● **TASK DETAILS**
Leave the images aside and output every entry exactly.

Natural language region descriptions
===============

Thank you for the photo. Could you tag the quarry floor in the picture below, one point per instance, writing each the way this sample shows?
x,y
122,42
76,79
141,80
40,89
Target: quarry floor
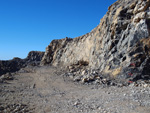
x,y
45,90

===============

● **ANSWER SPACE**
Thank you for the photo. Could you tag the quarry floor in the picture below, one point per instance, writing each the way this sample shows?
x,y
122,42
76,79
141,80
40,89
Target: quarry floor
x,y
45,90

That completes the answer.